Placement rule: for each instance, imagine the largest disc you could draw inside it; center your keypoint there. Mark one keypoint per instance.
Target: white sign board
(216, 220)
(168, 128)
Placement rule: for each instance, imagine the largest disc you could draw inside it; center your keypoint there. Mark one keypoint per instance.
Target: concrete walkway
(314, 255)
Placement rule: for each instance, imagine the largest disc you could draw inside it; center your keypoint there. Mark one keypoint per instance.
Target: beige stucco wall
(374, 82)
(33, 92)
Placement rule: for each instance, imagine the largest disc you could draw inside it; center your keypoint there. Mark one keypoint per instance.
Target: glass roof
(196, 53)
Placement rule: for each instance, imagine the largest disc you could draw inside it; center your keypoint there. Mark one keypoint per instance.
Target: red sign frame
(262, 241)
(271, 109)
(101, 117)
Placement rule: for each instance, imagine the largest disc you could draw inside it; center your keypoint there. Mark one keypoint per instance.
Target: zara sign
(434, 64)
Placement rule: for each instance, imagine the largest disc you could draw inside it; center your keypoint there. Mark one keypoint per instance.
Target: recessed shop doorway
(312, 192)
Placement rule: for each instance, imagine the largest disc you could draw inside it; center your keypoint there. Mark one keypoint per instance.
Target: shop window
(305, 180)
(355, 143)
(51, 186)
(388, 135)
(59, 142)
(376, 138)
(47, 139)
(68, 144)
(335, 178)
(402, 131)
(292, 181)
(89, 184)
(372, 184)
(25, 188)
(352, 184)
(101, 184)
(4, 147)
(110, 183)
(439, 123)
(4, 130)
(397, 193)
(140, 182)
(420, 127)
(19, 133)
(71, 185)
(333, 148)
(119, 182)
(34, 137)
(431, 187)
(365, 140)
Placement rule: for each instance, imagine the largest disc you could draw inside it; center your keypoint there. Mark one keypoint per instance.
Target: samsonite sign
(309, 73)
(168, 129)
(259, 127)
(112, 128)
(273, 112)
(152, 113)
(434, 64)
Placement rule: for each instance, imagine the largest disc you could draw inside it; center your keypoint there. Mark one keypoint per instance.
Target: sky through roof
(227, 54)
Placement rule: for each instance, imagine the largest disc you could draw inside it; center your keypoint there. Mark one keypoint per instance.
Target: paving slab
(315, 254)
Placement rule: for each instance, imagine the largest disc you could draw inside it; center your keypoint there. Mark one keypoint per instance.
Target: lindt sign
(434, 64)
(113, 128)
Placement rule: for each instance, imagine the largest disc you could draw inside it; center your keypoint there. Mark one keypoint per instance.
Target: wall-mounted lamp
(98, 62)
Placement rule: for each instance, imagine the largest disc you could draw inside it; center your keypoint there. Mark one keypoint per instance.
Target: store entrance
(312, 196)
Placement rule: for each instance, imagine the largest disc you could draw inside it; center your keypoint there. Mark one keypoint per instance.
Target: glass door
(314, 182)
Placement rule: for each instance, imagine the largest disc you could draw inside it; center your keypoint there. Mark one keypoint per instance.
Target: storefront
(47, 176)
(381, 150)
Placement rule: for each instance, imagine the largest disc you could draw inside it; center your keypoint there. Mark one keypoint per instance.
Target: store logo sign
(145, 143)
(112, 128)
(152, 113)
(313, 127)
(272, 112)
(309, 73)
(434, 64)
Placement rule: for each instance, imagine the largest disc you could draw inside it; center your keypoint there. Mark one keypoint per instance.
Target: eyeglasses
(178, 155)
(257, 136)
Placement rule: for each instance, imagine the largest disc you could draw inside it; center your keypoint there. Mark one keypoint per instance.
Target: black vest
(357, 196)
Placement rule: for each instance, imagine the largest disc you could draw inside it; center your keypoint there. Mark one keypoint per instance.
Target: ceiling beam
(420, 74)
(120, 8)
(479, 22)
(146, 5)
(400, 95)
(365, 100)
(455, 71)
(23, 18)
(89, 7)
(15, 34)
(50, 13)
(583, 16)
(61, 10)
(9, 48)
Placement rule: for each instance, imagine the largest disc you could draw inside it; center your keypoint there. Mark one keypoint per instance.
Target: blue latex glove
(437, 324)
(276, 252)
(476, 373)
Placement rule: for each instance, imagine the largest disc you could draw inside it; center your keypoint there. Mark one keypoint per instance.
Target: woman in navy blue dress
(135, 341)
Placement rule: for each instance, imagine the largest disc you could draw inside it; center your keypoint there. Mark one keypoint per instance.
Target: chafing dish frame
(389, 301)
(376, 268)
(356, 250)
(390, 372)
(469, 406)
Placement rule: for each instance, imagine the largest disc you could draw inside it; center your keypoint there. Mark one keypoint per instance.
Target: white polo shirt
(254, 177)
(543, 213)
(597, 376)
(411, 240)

#### Requirements
Repeat all the records. Match each line exactly.

#### Answer
Placement rule: for each instance, imagine the largest disc you could draw inside it; center your keypoint there. Mark one keypoint per instance.
Target: white sign board
(216, 220)
(168, 128)
Placement rule: for each instance, imagine the largest disc you could draw inside it; center your keypoint there. Mark one keypoint per instance.
Target: concrete walkway
(314, 255)
Placement rule: for each instance, imagine the largest disc you could draw inside it; center your keypoint there. Mark one keypoint per instance.
Target: beige stucco wall
(374, 82)
(33, 92)
Placement rule: for each instance, imagine the largest disc you could draw inside it; center your keypoint there. Mark one keypoint per instance.
Target: glass roof
(196, 53)
Placement rule: for each instance, imagine the largest disc you could draw inside it; center your keypoint there. Mark one keypoint per instance.
Target: red sign frame
(262, 241)
(271, 109)
(101, 117)
Placement rule: for each instance, imagine the largest disc you could draw inside it; center your keypoint there. Mark one keypoint per instance.
Target: zara sign
(434, 64)
Placement rule: for each instance, imagine the largest disc you could draw inside it; center your keypoint there. Mark one keypoint per instance.
Target: recessed shop doorway
(312, 192)
Placement rule: for each instance, imagine the largest disc you could draw inside it; center your keypoint there. Mark one keypoint per instance.
Target: shop window
(305, 180)
(355, 143)
(51, 186)
(388, 135)
(59, 142)
(376, 138)
(47, 139)
(68, 144)
(335, 178)
(402, 131)
(292, 181)
(89, 184)
(372, 184)
(25, 188)
(352, 184)
(101, 184)
(4, 147)
(110, 183)
(439, 123)
(4, 130)
(397, 193)
(140, 182)
(420, 127)
(19, 133)
(71, 185)
(333, 148)
(119, 182)
(34, 137)
(431, 187)
(365, 140)
Placement rule: for each instance, imagine the largest disc you could draw inside it; center your keypoint there. Mark one keypoint per instance.
Target: samsonite sign
(309, 73)
(168, 129)
(259, 127)
(112, 128)
(273, 112)
(152, 113)
(434, 64)
Placement rule: for each instance, imagine the largest disc you could draw inside it; center your keypoint there. Mark one keypoint per instance.
Target: sky through roof
(227, 54)
Placement rule: for each instance, imagine the largest disc you could draw inside it; center your keypoint there. Mark one keypoint per instance.
Target: paving slab
(315, 254)
Placement rule: for each instance, imagine the largest disc you could draw inside it; center your keypoint there. Mark one keypoint per instance.
Target: lindt sign
(434, 64)
(113, 128)
Placement rule: for each instance, imagine the largest disc you could draw inside it; center your keypoint there. Mark one keypoint per instance.
Target: wall-mounted lamp
(98, 62)
Placement rule: for each instance, imagine the largest disc you could draw inside it; center your keypoint there. Mark one keypoint per instance.
Target: store entrance
(312, 196)
Placement rule: for each instance, imagine the largest disc you could draw inside it; center your keypoint there. Mark one keypoint per instance.
Target: glass door
(314, 182)
Placement rule: for each instance, imagine the largest disc you could draw inside it; center your keypoint there. Mark one keypoint per instance.
Target: storefront
(47, 176)
(381, 150)
Placement rule: for each instance, imagine the largest disc you could draw inside it; center your keypoint there. Mark one keypoint per instance.
Target: store logo sign
(145, 143)
(112, 128)
(152, 113)
(313, 127)
(272, 112)
(309, 73)
(434, 64)
Placement rule: for each instance, imagine the largest disc you could draw inside it; center your keypoint there. Mark one keypoint per instance.
Target: eyeglasses
(178, 155)
(257, 136)
Placement rule: for each instance, imagine the largest disc you could draw inside it; center your keypoint there. Mark one keypoint per instance.
Target: black vest
(357, 196)
Placement rule: for each instance, imagine the largest disc you could draw inside it; center your keypoint there. Mark one keypoint per instance.
Target: ceiling beam
(420, 74)
(120, 8)
(479, 22)
(146, 5)
(400, 95)
(365, 100)
(455, 71)
(23, 18)
(89, 7)
(15, 34)
(50, 13)
(583, 16)
(61, 10)
(9, 48)
Placement rule: for each instance, imagine the largest disc you could draw inside it; center your keypoint there. Mark one keypoint per instance.
Target: blue latex glove
(437, 324)
(276, 252)
(476, 373)
Placement rule: for each instance, imagine the largest disc you could draw inside it; center your keypoint there. Mark one keypoint per instance.
Target: woman in navy blue dress
(135, 341)
Placement rule: for each instance, imagine the largest disc you could draw inside it; center your keypoint there. Mark one keypoint per instance.
Target: chafing dish frame
(389, 301)
(376, 268)
(356, 250)
(390, 372)
(469, 406)
Placement rule: for each instance, imagine the largest disc you could draw inside it; center your keypoint there. Mark one keypoint per instance.
Target: white polo shirt
(254, 177)
(543, 213)
(597, 376)
(411, 240)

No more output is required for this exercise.